Below are the entries. Set down exactly the line containing "Where can you spot the flock" and each line after it.

......

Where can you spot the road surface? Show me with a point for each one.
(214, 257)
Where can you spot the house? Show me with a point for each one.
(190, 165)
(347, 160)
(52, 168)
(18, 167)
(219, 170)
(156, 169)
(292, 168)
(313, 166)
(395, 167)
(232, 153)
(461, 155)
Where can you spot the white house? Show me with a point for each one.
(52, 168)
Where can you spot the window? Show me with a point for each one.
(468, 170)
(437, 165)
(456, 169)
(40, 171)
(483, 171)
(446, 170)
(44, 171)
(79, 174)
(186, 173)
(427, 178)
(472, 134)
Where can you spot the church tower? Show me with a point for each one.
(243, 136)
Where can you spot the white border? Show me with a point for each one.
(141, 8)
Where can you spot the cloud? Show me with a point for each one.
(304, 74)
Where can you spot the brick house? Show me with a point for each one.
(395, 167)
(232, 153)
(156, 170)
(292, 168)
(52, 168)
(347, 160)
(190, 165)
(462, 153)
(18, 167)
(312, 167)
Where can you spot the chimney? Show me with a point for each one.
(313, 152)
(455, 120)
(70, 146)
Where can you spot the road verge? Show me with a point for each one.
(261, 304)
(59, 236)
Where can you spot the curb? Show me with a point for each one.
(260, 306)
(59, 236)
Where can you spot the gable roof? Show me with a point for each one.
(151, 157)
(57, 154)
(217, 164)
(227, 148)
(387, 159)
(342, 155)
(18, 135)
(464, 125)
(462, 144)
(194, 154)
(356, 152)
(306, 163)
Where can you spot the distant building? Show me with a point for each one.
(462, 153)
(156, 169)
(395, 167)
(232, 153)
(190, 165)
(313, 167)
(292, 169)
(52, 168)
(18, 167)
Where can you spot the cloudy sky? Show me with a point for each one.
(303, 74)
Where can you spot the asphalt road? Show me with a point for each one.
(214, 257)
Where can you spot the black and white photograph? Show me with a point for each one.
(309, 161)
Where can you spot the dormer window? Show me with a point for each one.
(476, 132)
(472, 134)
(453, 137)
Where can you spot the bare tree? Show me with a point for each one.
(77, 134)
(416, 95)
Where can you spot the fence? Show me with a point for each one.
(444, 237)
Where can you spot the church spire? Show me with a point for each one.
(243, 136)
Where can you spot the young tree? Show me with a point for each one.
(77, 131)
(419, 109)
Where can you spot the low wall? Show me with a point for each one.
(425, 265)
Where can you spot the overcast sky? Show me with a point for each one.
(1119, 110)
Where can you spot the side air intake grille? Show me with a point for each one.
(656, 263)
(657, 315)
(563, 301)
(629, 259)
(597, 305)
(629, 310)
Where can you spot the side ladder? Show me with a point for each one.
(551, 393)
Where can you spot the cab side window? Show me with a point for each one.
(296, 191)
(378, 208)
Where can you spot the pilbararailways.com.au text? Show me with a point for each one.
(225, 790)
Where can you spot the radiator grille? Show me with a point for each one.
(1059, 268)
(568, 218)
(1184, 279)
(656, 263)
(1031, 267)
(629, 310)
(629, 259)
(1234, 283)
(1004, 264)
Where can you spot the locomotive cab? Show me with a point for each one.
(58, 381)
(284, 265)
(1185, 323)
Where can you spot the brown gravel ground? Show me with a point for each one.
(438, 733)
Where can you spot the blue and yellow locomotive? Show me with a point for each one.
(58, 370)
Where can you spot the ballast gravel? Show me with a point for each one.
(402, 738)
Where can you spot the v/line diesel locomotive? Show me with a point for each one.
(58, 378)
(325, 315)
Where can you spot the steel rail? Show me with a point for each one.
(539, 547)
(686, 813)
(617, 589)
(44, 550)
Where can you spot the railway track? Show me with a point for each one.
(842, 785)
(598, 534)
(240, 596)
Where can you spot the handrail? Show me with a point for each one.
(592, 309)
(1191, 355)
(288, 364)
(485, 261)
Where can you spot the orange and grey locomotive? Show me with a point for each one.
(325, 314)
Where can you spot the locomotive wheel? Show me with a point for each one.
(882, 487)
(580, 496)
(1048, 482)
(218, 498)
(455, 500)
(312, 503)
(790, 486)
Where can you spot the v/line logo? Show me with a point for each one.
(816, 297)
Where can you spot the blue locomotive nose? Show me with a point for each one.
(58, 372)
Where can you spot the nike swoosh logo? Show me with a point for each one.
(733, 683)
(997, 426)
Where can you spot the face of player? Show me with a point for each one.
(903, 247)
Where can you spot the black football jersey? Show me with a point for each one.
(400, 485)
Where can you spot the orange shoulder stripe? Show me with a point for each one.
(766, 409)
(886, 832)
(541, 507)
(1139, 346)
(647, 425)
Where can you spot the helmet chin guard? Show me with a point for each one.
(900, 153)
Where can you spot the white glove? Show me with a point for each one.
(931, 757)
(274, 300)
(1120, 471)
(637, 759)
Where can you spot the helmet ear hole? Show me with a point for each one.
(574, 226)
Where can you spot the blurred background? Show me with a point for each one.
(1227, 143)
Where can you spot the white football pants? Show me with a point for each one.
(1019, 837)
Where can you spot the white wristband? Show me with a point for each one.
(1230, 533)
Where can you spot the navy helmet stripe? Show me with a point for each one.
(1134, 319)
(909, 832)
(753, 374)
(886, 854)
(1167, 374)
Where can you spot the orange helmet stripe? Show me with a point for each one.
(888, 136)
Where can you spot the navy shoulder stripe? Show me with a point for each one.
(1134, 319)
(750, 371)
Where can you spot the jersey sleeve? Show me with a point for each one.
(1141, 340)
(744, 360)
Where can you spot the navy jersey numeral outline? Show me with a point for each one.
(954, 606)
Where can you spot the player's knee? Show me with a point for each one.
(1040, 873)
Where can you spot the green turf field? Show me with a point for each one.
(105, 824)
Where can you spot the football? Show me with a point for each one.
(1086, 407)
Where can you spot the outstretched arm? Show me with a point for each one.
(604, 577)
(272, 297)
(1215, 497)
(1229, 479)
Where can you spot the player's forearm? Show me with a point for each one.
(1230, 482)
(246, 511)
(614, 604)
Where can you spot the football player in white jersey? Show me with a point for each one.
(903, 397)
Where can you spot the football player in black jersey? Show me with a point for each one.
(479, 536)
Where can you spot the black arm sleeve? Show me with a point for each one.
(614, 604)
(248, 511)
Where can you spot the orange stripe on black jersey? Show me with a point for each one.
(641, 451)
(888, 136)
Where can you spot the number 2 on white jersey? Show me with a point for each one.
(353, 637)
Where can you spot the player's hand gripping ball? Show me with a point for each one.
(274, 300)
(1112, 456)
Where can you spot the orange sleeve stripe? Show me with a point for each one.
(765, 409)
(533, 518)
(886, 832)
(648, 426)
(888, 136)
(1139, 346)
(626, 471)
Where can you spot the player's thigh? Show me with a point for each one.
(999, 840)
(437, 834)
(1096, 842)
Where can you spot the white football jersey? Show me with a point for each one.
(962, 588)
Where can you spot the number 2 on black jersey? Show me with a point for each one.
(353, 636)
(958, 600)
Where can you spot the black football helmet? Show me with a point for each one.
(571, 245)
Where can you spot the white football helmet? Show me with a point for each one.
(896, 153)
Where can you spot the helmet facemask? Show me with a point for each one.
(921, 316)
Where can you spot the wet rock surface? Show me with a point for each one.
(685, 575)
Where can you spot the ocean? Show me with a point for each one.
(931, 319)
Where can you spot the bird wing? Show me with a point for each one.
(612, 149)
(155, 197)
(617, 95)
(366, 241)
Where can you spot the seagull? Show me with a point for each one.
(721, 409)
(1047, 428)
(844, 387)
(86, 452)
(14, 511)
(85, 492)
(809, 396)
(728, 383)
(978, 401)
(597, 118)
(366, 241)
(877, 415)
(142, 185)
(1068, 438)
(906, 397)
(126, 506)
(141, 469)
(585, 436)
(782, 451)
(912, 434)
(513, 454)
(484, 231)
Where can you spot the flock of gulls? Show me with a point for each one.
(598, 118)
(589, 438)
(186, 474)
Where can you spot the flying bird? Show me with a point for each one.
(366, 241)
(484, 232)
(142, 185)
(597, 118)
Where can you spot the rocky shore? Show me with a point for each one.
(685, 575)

......

TASK OUTPUT.
Where can you spot the flock of gulls? Show me with a point for each one.
(598, 118)
(589, 438)
(186, 474)
Where can you spot the flying bird? Show me with a point for each one.
(366, 241)
(484, 232)
(142, 185)
(597, 118)
Where can you spot the rocky shore? Show me with a point for each one.
(685, 575)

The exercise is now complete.